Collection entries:
________

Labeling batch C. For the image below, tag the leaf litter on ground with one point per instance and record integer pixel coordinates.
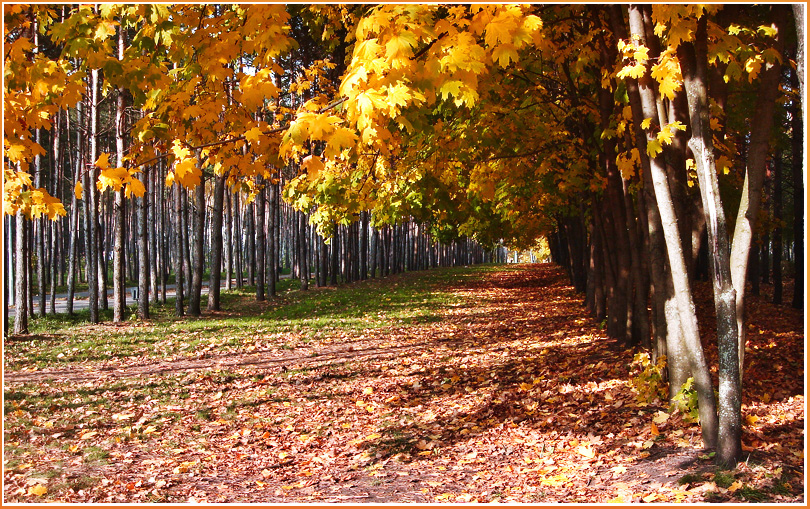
(506, 393)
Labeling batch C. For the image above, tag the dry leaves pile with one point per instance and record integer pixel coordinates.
(514, 396)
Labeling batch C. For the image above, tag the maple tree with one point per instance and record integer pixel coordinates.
(601, 128)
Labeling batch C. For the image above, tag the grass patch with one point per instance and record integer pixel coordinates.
(409, 298)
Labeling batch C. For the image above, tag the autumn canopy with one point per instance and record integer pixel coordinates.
(635, 139)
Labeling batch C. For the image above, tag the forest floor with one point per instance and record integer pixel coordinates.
(486, 384)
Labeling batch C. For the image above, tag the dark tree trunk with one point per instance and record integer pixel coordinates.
(686, 317)
(90, 204)
(273, 248)
(693, 60)
(260, 245)
(216, 244)
(198, 253)
(178, 243)
(797, 167)
(302, 250)
(228, 247)
(143, 253)
(21, 310)
(777, 232)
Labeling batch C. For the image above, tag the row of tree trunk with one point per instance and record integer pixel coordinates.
(646, 238)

________

EXERCISE REQUIREMENTS: Reproduce every entry above with "Labeling batch C" changed to "Labeling batch D" and nothing else altered. Omit the pictures from your output.

RESPONSE BELOW:
Labeling batch D. For the image below, tag the leaf litter on ground with one point per instance and record integer pixel coordinates.
(506, 393)
Labeling batch D. For the image above, tag the dry leaves pile with one point per instance and record integer pixel coordinates.
(514, 396)
Labeling batch D. For the image above, tag the maple tree with one point per instance and record integer pixel coordinates.
(601, 128)
Labeling batch D. For the image above, tag the grass patch with one point per instance and record integer pixel coordinates.
(409, 298)
Labeling batch D. For the image above, tag the autumn canopy with one point per instance and record integer pixel coordinates.
(635, 139)
Labeling batch D. For the image above, tag the forest floor with one point per instance and record integer pixel coordinates.
(486, 384)
Labeling batch D. For the image above, tag the dark tree trunk with one point per instance and record integer pixel coordinates.
(686, 317)
(90, 204)
(273, 248)
(693, 60)
(260, 245)
(216, 244)
(198, 253)
(178, 243)
(797, 167)
(302, 250)
(228, 247)
(143, 253)
(21, 310)
(777, 232)
Labeling batch D. For the image above, tag the row of tree trunk with one point per instance and record integer pixel coordinates.
(646, 238)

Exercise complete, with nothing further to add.